* Text shown:
===============
Diagnosed with early stage breast cancer in January 2012, Mary Gooze underwent surgery and nine months of treatment. She returned to some of her favorite activities, like swimming and running. But in June 2014, while training for a half marathon and a 2.5-mile swim, she felt a pain in her hip. A bone scan and biopsy later showed the breast cancer had returned and had spread to her hip. Mary was diagnosed with Stage 4 metastatic breast cancer (MBC), an advanced form of the disease.
Approximately 153,000 women in the US live with MBC, and about 30% of women diagnosed with early stage breast cancer will eventually see their cancer return, or recur as advanced or metastatic disease.
Today, Mary continues to do what she loves most: swimming. In fact, it’s through her organization, One Woman Many Lakes, that she swims to raise money and educate people about MBC, and since 2015, she has raised almost $400,000 towards MBC research.
Mary shares her experience with MBC and how she’s been able to provide help for other women living with the disease.
What were your initial thoughts when you were diagnosed with MBC?
When I was diagnosed with breast cancer for the second time, my oncologist gave me the news in his office. One of the first things I asked was if I can still do the 2.5-mile swim in Lake Washington in Seattle in two months, which was crazy. But he gave me the OK, so I kept training while receiving treatment.
On the day of the race I remember looking out at Lake Washington, and the water was choppy with whitecapped waves, one of the worst conditions for swimming. With those conditions, combined with fatigue I was experiencing from the [treatment], I wasn’t sure I would finish the race. But, I dove in and I swam across the lake. When I got to the other side, I remember thinking, ‘Wow, I beat this lake.’ The feeling of empowerment was so strong and wonderful, I knew I had to keep swimming.
In your experience, how is managing a diagnosis of MBC different from an early stage breast cancer diagnosis?
My experience has been the difference in people’s attitude. When it was Stage 2 breast cancer, people rallied around me, but Stage 4, it’s been completely different. Some people have no idea what I’m dealing with. I don’t look bedridden so they think I must be cured. But the truth is, MBC is currently incurable.
Was there any advice you wish you’d received upon diagnosis?
Take a deep breath and surround yourself with family and a solid group of friends, the people who truly love you – I call them my inner circle. I’ve had friends who shunned me because they couldn’t deal, including those with early stage breast cancer, because I represent what can happen next.
What motivates you to continue to face MBC?
===============
Set down everything in the interview from "In your experience, how" down to "is currently incurable.", word for word.

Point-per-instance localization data
===============
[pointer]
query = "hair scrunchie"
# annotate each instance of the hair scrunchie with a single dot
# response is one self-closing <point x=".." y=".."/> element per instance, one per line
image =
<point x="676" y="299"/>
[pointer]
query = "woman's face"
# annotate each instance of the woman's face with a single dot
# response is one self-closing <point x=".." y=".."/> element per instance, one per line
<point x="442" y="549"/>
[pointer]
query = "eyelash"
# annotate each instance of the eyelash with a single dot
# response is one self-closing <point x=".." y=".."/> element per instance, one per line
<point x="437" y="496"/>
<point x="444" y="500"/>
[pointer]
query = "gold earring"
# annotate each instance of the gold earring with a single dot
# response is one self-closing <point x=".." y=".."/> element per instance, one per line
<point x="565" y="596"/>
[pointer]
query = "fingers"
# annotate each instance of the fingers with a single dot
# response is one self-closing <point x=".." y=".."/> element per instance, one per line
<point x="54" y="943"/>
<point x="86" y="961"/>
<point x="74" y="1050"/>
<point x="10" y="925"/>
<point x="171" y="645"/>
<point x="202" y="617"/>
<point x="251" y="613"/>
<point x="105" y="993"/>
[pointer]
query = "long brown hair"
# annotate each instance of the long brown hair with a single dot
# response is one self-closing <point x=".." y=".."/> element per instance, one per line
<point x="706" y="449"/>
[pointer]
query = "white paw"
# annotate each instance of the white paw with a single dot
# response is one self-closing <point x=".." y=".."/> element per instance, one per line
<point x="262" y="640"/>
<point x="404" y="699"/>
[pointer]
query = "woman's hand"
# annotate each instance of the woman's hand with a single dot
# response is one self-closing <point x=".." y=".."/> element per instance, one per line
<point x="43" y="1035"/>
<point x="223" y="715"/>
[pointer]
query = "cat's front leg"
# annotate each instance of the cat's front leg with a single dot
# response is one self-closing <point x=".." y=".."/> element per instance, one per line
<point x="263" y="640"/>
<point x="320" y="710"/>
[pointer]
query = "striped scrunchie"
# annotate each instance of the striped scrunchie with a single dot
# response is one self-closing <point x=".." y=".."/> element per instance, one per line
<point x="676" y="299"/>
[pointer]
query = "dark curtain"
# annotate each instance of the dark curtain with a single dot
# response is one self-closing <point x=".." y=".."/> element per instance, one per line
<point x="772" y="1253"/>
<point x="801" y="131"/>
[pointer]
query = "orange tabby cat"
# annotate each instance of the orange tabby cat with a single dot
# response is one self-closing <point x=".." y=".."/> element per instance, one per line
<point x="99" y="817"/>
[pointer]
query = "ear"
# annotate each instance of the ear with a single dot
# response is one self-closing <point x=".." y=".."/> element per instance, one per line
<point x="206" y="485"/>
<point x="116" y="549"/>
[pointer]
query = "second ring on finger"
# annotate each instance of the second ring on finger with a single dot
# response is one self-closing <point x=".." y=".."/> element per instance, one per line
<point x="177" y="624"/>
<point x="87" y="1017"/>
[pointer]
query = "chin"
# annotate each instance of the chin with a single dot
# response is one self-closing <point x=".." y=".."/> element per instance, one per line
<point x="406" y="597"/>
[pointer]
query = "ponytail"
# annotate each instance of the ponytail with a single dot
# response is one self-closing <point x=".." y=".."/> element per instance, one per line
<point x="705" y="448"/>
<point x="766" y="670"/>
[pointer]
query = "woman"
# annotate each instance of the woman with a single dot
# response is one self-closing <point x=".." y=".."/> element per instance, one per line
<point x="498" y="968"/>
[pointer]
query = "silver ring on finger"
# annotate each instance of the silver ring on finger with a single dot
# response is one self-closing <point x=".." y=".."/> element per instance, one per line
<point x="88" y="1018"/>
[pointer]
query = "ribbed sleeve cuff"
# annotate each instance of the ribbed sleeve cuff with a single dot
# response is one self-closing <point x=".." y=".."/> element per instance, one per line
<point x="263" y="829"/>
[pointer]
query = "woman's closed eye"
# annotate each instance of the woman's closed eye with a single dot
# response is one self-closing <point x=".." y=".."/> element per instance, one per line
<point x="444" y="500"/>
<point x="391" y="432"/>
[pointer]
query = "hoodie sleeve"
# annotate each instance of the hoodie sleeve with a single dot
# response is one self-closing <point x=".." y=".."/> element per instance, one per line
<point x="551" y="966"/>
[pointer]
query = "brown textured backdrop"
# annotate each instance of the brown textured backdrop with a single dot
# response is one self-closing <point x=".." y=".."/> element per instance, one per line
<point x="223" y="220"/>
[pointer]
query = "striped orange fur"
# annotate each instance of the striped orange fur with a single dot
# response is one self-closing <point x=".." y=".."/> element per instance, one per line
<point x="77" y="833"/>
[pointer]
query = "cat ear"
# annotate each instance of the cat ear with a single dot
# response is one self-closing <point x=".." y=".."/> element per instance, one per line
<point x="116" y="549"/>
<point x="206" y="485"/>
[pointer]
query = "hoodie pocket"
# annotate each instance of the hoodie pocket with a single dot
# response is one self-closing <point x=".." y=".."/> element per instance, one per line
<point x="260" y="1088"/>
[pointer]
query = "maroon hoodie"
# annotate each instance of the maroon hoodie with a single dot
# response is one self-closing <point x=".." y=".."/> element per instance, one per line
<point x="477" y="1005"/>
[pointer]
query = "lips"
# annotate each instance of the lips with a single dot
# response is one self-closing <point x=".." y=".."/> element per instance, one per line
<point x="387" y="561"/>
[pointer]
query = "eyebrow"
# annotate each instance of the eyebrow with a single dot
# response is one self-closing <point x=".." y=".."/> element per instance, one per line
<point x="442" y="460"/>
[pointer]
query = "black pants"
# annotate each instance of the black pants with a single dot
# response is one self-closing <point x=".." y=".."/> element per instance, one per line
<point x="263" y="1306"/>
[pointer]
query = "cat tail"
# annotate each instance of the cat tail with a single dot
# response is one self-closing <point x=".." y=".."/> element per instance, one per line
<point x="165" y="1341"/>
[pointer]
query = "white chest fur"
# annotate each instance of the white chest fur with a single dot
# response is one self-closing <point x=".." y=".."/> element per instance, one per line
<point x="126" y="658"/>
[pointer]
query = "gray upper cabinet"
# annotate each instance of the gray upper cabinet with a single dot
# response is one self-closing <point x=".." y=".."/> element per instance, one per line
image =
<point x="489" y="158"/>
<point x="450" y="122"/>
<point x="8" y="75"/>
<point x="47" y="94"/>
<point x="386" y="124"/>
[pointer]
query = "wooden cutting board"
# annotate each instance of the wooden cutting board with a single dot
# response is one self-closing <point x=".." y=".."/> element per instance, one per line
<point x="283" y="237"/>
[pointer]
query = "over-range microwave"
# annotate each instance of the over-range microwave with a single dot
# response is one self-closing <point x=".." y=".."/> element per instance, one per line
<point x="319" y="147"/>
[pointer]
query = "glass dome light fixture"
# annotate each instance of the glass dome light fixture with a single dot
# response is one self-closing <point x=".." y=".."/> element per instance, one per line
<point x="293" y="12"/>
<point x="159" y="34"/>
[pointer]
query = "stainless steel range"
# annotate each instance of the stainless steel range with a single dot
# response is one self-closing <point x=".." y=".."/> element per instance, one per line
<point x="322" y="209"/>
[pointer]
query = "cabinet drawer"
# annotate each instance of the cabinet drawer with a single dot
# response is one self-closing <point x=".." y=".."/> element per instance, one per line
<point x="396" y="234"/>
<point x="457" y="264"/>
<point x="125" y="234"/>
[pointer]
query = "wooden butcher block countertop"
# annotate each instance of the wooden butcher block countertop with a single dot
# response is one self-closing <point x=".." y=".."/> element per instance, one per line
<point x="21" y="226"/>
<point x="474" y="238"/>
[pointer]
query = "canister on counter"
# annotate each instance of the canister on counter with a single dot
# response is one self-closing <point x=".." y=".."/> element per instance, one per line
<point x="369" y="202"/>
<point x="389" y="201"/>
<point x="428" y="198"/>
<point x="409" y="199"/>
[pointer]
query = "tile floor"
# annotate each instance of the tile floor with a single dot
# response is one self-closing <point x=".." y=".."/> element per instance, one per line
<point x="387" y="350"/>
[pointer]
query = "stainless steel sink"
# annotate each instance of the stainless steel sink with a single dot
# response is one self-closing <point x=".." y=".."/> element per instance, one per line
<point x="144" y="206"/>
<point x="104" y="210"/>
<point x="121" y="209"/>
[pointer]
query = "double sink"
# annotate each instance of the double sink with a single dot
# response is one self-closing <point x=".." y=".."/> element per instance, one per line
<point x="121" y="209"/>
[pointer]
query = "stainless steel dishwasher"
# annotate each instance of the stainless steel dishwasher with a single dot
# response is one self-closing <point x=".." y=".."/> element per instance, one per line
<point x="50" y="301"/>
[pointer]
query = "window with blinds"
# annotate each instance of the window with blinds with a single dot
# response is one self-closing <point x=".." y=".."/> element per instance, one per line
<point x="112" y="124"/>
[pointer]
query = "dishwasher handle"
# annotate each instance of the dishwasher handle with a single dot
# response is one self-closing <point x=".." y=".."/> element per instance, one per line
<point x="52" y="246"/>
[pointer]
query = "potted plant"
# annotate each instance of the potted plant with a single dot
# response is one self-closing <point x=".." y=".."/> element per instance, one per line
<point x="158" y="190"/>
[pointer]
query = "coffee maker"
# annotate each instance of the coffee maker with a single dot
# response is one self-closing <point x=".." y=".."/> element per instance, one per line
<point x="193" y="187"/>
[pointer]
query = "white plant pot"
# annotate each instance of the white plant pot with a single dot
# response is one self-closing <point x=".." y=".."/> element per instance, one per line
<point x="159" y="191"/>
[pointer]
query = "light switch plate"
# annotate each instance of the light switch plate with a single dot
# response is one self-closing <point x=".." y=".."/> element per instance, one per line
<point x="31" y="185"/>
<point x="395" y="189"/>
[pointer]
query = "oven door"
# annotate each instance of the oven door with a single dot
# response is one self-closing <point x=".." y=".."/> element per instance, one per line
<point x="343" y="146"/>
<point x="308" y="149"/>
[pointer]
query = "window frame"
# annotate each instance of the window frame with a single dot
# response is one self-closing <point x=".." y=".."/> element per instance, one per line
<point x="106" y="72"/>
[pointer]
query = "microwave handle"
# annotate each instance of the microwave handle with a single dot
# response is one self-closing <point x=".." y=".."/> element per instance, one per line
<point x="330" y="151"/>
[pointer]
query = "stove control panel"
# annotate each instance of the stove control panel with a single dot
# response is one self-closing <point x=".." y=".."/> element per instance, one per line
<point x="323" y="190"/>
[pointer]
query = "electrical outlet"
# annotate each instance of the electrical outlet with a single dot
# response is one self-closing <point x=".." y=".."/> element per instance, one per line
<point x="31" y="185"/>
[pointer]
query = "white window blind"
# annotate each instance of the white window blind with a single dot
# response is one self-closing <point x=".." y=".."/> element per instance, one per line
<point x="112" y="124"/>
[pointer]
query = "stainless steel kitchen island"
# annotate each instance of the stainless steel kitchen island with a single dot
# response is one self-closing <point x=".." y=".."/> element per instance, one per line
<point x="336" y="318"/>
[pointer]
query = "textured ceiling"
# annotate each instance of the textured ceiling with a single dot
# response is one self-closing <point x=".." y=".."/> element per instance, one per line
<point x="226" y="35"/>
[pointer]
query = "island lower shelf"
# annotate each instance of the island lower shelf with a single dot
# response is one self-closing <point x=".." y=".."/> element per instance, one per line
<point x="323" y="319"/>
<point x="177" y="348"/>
===============
* Solution for this exercise:
In your experience, how is managing a diagnosis of MBC different from an early stage breast cancer diagnosis?
My experience has been the difference in people’s attitude. When it was Stage 2 breast cancer, people rallied around me, but Stage 4, it’s been completely different. Some people have no idea what I’m dealing with. I don’t look bedridden so they think I must be cured. But the truth is, MBC is currently incurable.